(Estratto della fonte)
Le comunità hanno la responsabilità di salvaguardare. Questo termine, che ritroviamo nella Convenzione Faro, è molto interessante. È stato ereditato dalla Convenzione UNESCO del 2003, Convenzione per la Salvaguardia del patrimonio culturale immateriale. La salvaguardia non è più la tutela che attua lo Stato, ma è quella che fanno le comunità e i vari portatori di interesse in maniera attiva. Questo per me è un fatto nuovo e importantissimo rispetto alla visione che ho personalmente dell’ambito patrimoniale.
Le comunità patrimoniali sono quelle che si costituiscono attorno al patrimonio. Berardino Palumbo, studioso di patrimonio culturale dalla prospettiva antropologica, ha scritto libri straordinari al riguardo. È molto critico rispetto al termine comunità di patrimonio. Ha giustamente detto che queste non sono date, non esistono a priori, ma si costituiscono appunto attorno ad uno specifico patrimonio: c’è un elemento culturale, materiale o immateriale che io riconosco in quanto patrimonio identitario, a cui conferisco la valenza di patrimonio, che è anche un’eredità che ricevo dalle generazioni precedenti, o anche che costruisco ex novo. Ci sono nuovi patrimoni che hanno la stessa dignità di quelli dotati di una certa “antichità”. Le comunità costruite attorno al patrimonio sono quelle che lo mantengono vivo, lo portano avanti, lo salvaguardano, lo valorizzano, attraverso le modalità più diverse. Queste sono le comunità a cui dobbiamo fare riferimento quando parliamo di patrimonio, memoria culturale, comunità di patrimonio e luoghi della memoria.

Elementi di dati:
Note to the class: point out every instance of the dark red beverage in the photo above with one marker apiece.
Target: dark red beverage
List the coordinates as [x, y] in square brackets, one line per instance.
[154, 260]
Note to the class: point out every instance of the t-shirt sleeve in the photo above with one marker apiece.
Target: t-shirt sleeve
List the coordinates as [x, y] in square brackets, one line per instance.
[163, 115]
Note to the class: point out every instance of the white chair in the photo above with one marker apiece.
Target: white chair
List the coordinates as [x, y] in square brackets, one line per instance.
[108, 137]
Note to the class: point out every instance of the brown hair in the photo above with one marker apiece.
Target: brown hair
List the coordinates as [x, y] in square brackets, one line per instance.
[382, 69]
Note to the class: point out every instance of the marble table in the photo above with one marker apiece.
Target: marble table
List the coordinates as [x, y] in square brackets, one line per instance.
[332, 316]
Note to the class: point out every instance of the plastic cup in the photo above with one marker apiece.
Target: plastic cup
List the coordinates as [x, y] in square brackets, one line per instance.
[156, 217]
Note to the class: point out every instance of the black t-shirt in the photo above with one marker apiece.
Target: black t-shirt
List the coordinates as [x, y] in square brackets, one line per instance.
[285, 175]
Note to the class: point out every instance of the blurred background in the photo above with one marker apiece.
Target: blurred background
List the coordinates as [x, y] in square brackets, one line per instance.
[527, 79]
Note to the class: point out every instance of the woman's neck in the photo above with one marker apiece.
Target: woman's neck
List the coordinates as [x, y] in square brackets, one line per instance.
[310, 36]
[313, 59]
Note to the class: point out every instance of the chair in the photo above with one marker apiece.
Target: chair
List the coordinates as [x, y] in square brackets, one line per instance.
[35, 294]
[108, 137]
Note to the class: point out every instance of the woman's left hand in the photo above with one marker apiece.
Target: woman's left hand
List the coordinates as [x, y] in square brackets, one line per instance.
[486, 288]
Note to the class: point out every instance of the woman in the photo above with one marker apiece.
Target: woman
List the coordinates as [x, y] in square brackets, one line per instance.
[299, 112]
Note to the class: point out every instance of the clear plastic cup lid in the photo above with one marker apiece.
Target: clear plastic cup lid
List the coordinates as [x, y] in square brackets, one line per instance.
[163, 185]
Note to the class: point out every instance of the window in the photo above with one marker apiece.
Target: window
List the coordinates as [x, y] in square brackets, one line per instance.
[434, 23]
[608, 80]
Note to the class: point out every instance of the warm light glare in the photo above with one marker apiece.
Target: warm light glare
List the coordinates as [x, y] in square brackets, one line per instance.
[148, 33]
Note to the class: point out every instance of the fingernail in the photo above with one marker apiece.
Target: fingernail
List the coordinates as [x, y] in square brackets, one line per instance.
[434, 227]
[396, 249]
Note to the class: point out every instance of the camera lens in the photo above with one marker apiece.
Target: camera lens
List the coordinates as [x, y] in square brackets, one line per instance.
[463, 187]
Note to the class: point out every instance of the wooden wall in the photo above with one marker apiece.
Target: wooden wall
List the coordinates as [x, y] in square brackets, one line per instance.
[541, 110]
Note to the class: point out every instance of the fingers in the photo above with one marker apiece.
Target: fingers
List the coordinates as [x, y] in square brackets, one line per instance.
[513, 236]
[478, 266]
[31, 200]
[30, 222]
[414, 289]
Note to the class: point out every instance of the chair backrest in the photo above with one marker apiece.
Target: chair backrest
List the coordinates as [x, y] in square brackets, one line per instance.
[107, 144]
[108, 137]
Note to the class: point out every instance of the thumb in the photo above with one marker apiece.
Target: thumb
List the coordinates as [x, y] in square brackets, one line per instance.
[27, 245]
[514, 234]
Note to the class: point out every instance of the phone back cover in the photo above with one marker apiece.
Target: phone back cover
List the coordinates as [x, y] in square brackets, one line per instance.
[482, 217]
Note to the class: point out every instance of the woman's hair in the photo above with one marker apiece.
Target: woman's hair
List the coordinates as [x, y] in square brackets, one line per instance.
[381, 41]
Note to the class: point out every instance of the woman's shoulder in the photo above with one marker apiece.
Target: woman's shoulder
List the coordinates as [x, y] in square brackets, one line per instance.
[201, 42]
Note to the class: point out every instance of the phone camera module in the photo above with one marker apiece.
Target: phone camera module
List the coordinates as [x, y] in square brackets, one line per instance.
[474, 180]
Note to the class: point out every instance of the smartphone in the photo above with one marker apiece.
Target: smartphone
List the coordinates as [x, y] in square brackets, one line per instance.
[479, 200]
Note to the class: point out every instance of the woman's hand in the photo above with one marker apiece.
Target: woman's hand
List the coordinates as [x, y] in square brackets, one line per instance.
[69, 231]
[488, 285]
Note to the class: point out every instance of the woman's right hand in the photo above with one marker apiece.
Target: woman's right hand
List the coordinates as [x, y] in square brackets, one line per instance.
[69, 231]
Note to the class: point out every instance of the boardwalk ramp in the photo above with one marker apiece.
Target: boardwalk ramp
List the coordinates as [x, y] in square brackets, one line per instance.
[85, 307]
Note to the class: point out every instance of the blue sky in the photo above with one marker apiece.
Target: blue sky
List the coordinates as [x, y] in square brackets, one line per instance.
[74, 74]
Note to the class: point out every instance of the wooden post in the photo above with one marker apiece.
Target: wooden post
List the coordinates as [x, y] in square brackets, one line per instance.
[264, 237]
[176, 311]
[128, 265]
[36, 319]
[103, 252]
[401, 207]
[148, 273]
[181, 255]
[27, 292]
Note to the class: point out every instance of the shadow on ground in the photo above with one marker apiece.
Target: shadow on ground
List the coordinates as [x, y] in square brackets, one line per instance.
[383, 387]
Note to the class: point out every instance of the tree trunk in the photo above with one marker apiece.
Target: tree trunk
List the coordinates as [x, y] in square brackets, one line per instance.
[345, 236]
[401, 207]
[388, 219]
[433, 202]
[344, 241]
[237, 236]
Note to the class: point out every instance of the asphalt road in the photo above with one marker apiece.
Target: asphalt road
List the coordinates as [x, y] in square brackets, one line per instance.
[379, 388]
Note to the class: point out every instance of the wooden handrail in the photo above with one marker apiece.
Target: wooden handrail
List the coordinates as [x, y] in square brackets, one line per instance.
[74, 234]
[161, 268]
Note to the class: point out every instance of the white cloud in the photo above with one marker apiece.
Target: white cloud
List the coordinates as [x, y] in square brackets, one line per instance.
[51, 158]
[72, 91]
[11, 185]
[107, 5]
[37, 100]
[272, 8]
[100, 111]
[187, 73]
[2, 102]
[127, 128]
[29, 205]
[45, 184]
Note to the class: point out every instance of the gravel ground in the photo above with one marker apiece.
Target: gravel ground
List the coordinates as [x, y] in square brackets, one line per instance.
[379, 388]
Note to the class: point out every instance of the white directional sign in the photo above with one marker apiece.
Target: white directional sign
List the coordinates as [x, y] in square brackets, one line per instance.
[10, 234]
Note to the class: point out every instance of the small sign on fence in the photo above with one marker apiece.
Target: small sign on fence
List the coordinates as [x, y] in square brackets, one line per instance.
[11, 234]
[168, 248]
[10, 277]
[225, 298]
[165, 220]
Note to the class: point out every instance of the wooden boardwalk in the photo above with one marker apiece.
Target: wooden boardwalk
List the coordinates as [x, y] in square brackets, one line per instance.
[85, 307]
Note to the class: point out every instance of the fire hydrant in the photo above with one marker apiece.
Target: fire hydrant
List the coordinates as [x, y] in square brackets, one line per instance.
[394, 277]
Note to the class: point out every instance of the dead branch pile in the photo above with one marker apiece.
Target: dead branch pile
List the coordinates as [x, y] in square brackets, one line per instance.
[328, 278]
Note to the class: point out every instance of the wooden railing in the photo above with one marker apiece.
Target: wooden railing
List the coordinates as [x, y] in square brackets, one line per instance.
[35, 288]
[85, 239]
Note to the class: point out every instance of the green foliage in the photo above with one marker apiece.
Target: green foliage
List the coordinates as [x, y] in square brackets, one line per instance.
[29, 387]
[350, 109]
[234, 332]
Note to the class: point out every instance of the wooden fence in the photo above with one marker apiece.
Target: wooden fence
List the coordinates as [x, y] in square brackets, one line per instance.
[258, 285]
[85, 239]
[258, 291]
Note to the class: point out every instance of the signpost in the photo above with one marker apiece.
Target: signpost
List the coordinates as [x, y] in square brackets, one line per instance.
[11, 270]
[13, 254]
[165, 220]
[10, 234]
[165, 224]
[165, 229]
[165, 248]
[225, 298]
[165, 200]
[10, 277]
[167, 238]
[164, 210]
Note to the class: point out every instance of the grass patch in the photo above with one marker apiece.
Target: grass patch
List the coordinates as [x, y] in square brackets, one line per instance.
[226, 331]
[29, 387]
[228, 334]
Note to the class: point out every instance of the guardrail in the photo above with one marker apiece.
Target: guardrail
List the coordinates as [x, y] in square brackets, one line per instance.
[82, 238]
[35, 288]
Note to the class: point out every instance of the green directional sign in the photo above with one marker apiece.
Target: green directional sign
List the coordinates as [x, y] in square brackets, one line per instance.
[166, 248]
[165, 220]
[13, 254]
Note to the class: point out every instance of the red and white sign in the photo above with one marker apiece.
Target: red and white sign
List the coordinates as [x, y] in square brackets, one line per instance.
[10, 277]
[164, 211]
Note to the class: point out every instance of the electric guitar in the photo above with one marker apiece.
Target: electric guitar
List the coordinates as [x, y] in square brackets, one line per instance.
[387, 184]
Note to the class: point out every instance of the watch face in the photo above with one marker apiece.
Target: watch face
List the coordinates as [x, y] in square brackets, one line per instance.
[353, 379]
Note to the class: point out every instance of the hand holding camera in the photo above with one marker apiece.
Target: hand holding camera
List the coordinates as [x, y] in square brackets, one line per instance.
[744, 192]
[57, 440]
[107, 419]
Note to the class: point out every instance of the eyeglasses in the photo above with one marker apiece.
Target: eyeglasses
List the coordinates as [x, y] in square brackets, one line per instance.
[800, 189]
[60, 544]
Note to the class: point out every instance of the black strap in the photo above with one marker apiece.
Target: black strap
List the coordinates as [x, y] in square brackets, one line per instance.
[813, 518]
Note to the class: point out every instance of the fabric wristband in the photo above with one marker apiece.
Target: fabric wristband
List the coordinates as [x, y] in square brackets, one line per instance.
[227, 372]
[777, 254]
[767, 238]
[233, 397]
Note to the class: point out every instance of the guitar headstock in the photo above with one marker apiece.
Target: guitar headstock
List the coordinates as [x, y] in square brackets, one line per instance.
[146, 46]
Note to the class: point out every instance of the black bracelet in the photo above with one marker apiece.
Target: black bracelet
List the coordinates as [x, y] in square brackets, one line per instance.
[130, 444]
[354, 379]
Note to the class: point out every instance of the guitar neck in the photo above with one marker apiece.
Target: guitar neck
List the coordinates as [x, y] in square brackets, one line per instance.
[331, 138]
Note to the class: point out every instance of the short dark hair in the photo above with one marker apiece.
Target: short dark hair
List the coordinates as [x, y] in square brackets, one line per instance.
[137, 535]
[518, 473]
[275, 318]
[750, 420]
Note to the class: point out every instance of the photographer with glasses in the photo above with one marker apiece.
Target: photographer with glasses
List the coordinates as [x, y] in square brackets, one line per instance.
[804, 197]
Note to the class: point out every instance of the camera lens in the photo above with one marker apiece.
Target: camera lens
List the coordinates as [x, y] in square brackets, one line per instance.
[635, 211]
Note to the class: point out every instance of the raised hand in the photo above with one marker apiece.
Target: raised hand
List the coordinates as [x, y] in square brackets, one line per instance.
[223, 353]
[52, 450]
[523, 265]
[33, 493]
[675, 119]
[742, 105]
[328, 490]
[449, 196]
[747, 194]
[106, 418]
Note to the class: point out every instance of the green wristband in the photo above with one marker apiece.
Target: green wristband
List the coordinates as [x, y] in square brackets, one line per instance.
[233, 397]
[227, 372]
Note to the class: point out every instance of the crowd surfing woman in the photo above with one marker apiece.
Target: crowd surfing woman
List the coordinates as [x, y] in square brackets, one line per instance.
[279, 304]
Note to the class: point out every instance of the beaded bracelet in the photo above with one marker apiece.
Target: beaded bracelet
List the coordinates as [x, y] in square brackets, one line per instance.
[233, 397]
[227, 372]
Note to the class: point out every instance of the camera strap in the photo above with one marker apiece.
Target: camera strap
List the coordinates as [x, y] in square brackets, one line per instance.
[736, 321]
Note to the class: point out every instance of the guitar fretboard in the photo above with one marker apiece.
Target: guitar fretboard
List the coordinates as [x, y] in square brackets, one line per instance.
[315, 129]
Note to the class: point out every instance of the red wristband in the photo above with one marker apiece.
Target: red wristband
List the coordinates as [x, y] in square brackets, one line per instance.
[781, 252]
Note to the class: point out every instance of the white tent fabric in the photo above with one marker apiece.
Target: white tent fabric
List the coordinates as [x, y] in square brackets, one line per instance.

(Compiti da svolgere)
A) Secondo il brano sulle comunità patrimoniali, quali azioni compiono nei confronti del patrimonio le comunità costruite attorno ad esso?
B) Trascrivi dal brano sulle comunità patrimoniali il passo che inizia con "Le comunità hanno" e prosegue fino a "personalmente dell’ambito patrimoniale.".

(Soluzioni per compito)
A) Lo mantengono vivo, lo portano avanti, lo salvaguardano, lo valorizzano.

B)
Le comunità hanno la responsabilità di salvaguardare. Questo termine, che ritroviamo nella Convenzione Faro, è molto interessante. È stato ereditato dalla Convenzione UNESCO del 2003, Convenzione per la Salvaguardia del patrimonio culturale immateriale. La salvaguardia non è più la tutela che attua lo Stato, ma è quella che fanno le comunità e i vari portatori di interesse in maniera attiva. Questo per me è un fatto nuovo e importantissimo rispetto alla visione che ho personalmente dell’ambito patrimoniale.